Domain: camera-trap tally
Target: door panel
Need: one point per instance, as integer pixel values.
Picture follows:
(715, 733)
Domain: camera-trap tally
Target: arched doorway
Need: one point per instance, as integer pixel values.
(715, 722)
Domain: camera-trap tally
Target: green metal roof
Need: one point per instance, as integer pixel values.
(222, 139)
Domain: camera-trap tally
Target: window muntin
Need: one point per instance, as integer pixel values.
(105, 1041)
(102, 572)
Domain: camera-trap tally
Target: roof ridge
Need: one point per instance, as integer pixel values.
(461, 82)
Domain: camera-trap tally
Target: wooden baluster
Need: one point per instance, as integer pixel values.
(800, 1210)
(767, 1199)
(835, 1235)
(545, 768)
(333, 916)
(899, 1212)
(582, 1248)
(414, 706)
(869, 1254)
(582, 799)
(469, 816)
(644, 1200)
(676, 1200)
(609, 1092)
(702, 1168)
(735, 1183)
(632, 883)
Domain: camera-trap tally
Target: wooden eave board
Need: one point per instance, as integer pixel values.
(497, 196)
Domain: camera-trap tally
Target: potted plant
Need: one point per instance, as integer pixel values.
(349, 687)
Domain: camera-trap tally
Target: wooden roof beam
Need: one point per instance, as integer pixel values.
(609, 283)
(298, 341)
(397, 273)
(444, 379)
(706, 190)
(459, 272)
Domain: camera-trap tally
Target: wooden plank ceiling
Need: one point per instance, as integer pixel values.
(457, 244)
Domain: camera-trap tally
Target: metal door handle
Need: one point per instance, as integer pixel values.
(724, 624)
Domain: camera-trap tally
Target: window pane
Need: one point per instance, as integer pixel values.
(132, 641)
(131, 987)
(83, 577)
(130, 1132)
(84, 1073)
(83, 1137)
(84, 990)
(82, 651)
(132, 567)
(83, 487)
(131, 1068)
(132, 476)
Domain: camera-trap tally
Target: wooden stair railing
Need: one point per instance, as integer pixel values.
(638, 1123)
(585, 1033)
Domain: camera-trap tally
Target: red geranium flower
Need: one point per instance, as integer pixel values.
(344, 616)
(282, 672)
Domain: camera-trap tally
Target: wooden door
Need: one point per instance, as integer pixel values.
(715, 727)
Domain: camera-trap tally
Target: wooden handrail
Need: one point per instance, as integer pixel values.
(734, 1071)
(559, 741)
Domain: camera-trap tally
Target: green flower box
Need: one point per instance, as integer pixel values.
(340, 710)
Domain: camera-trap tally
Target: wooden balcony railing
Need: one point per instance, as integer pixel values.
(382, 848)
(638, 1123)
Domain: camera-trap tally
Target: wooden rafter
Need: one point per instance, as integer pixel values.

WHAT NEEDS TO BE DONE:
Each of the lines above must appear again, unchanged.

YOUR SOLUTION:
Domain: camera-trap tally
Target: door panel
Need: one point per instance, as integer pixel values.
Picture follows:
(715, 733)
Domain: camera-trap tally
Target: arched doorway
Need: one point per instance, as integer pixel values.
(715, 722)
Domain: camera-trap tally
Target: green metal roof
Need: one point per instance, as integer pixel values.
(222, 139)
Domain: camera-trap tally
Target: window muntin
Need: one point per instance, as integer pixel values.
(105, 1041)
(102, 572)
Domain: camera-trap tally
Target: roof ridge
Need: one point per instance, as integer pixel values.
(461, 82)
Domain: camera-trap tally
Target: wooden baluster
Need: one point per instance, as integer pixel values.
(800, 1210)
(767, 1199)
(835, 1235)
(545, 768)
(333, 916)
(899, 1212)
(582, 1248)
(414, 706)
(869, 1254)
(582, 799)
(469, 816)
(644, 1200)
(676, 1200)
(609, 1092)
(702, 1168)
(735, 1183)
(632, 883)
Domain: camera-trap tally
Target: wooden eave board
Need: one point per instance, as integer pixel values.
(497, 196)
Domain: camera-trap tally
Target: potted plant
Need: one point per instance, as integer pixel values.
(349, 687)
Domain: camera-trap tally
Target: wooden roof beam
Need: one point per instance, as integer pixel values.
(609, 283)
(298, 341)
(397, 273)
(444, 379)
(706, 190)
(459, 272)
Domain: camera-trap tally
Target: wooden plank ceiling
Need: one point per instance, as integer pixel values.
(457, 244)
Domain: camera-trap tally
Target: metal door handle
Need: one point per instance, as integer pixel values.
(724, 624)
Domain: camera-trap tally
Target: window pane
Need: one point per instance, as integer pixel values.
(132, 641)
(131, 987)
(83, 577)
(130, 1132)
(84, 1073)
(83, 1137)
(84, 990)
(82, 651)
(132, 567)
(83, 487)
(131, 1068)
(132, 476)
Domain: camera-trap tally
Target: wooden stair railing
Need: one point per instance, as integer pixel values.
(638, 1123)
(585, 1033)
Domain: camera-trap tally
Target: red geranium flower
Need: one point per instance, as integer pixel values.
(344, 616)
(282, 672)
Domain: camera-trap tally
Target: wooden door
Need: one point per instance, as integer pixel values.
(715, 727)
Domain: camera-trap tally
Target: wooden handrail
Need: one point per instance, as integer pixel values.
(734, 1071)
(559, 741)
Domain: camera-trap tally
Target: green flower box
Need: one point per instance, as integer pixel values.
(340, 710)
Domain: camera-trap tally
Target: wooden balcony railing
Need: one point per instance, as integer pixel values.
(382, 848)
(638, 1123)
Domain: camera-trap tally
Target: wooden rafter
Need: one point per instance, as integer pixel values.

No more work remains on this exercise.